Tantangan
- a) Menurut tulisan tentang kasus PLTGU Belawan, penghargaan apa yang pernah diterima Nur Pamudji?
- b) Salin bagian tulisan tentang kasus PLTGU Belawan mulai dari "Diberitakan juga bahwa" sampai dengan "kolusi, dan nepotisme.".
- c) Tuliskan lanjutan tulisan tentang kasus PLTGU Belawan, dimulai setelah kalimat terakhirnya.

Beberapa hari yang lalu Dirut PLN, Nur Pamudji, mendatangi persidangan kasus korupsi LTE PLTGU Belawan.
Beliau datang sebagai saksi atas kasus tersebut. Namun Nur Pamudji dengan tegas malah mendukung penuh tenaga ahli PLN yang ditahan dan sudah berstatus terdakwa. Dengan yakin ia menyatakan bahwa proyek LTE PLTGU Belawan tersebut sesuai dengan prosedur dan tata kelola usaha yang baik. Bahkan pemilihan langsung pemegang tender proyek ini juga sesuai dengan pelaksanaan Good Corporate (CGC) dengan standar yang bagus.
Diberitakan juga bahwa tidak ada anggaran negara yang digunakan dalam kasus ini. Ini membuktikan bahwa kerugian negara yang dituduhkan kejaksaan tidak mendasar.
Sebuah fakta yang mengejutkan dimana pernyataan Nur Pamudji sepertinya tidak mungkin bohong. Seperti yang kita ketahui Nur Pamudji pernah menerima penghargaan Bung Hatta Anti Corruption Award 2013.
Penghargaan tersebut ia dapatkan karena upayanya yang konsisten membuat terobosan untuk menjaga PLN bersih dari korupsi, kolusi, dan nepotisme.
Logikanya tidak mungkin seorang Nur Pamudji membela anggotanya yang dituduhkan melakukan tindak pidana korupsi sedangkan ia adalah seorang yang sangat menjunjung tinggi anti korupsi.
Memang dari dulu banyak kontroversi yang menyatakan ini adalah kriminalisasi bisnis. Dalam hal ini kejaksaan terkesan memaksakan kasus ini agar menjadi kasus pidana. Diindikasikan kejaksaan mencari keuntungan dalam kasus ini.

Data yang Diberikan
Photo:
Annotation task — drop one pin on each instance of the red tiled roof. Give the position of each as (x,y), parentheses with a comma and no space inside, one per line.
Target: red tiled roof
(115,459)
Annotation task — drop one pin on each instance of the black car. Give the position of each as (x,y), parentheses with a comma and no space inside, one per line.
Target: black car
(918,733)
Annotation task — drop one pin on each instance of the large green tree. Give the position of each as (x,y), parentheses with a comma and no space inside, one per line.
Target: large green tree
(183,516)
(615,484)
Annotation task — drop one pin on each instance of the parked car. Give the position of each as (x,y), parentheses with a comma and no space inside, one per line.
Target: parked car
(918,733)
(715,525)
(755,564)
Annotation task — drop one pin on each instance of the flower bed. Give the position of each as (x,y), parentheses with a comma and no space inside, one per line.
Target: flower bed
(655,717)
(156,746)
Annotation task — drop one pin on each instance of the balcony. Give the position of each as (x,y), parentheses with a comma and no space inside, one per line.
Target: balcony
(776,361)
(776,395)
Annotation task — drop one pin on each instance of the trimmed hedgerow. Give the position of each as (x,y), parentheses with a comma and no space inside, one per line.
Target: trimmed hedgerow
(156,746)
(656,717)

Hasil Akhir
- a) Bung Hatta Anti Corruption Award 2013.

- b)
Diberitakan juga bahwa tidak ada anggaran negara yang digunakan dalam kasus ini. Ini membuktikan bahwa kerugian negara yang dituduhkan kejaksaan tidak mendasar.
Sebuah fakta yang mengejutkan dimana pernyataan Nur Pamudji sepertinya tidak mungkin bohong. Seperti yang kita ketahui Nur Pamudji pernah menerima penghargaan Bung Hatta Anti Corruption Award 2013.
Penghargaan tersebut ia dapatkan karena upayanya yang konsisten membuat terobosan untuk menjaga PLN bersih dari korupsi, kolusi, dan nepotisme.

- c)
Direktur Operasi Mapna Indonesia M Bahalwan menuding ada jaksa yang memeras dirinya. Perbuatan pemerasan disebut dilakukan oleh oknum jaksa di Kejagung sebesar Rp 10 miliar. Bahalwan menyebut oknum jaksa yang memerasnya itu berinisial JIB. Adapun pemerasan ini merupakan sebuah ancaman dimana apabila Bahalwan tidak memenuhi tuntutan JIB maka Bahalwan akan "dipaksakan" menjadi tersangka kasus korupsi.
Lantas siapakah JIB tersebut?. JIB diketahui merupakan jaksa Juli Isnur Boy. Seorang jaksa yang banyak melakukan tindakan kontroversial selama jabatannya.
Berikut tindakan "aneh" Juli Isnur :
1. Pada kasus IM2 Indosat yang lalu, Juli Isnur merupakan kejaksaan yang menerima kasus tersebut dari Denny AK Ketua LSM Konsumen Telekomunikasi Indonesia (KTI). Didalam kasus tersebut terdapat kejanggalaan yaitu Denny AK melaporkan kasus ini melalui Juli Isnur karena kedekatan mereka. Meski locus de licti-nya di Jakarta, laporan Denny AK tetap diproses, bahkan naik ke Kejaksaan Tinggi Jawa Barat, Bandung. Dalam waktu cepat ditingkatkan statusnya menjadi penyelidikan. Bersamaan dengan itu, karir Juli Isnur naik ke Kejati Jabar, bahkan ke Kejaksaan Agung. Karena kasus ini, Juli naik pangkat sekaligus membawa perkara ini ke Kejaksaan Agung.
Dalam pengadilan tidak ada satupun saksi dan fakta persidangan yang menguatkan tuduhan jaksa namun penuntut umum malah mengubah tuntutan. Hal ini mengindetifikasikan bahwa kejaksaan dari awal sudah melakukan kesalahan namun memaksakan agar masalah ini bisa dijadikan kasus pidana. Darisini saya bisa mengatakan kejaksaan, khususnya Juli Isnur memang sengaja untuk “mati-matian” berusaha agar IM2 benar-benar menjadi kasus hukum.
2. Juli Isnur pernah tersangkut sejumlah kasus, seperti penggelapan Barang Bukti kayu jadi dan pengembalian uang terdakwa perkara lelang kayu jati di Kabupaten Muna Tahun 2003.Bahkan Kasat Reskrim Muna, Agus Sugiarso SIk, menyatakan siap memeriksa Juli Isnur SH, jaksa eksekutor BB kayu jadi dan pengembalian uang terdakwa perkara lelang kayu jati Muna Tahun 2003.
Namun hingga saat ini jaksa Juli tidak pernah diberi sanksi malah mendapatkan promosi jabatan. Diindikasikan ada signal bahwa ia “menyetor” keatasannya agar karirnya mulus.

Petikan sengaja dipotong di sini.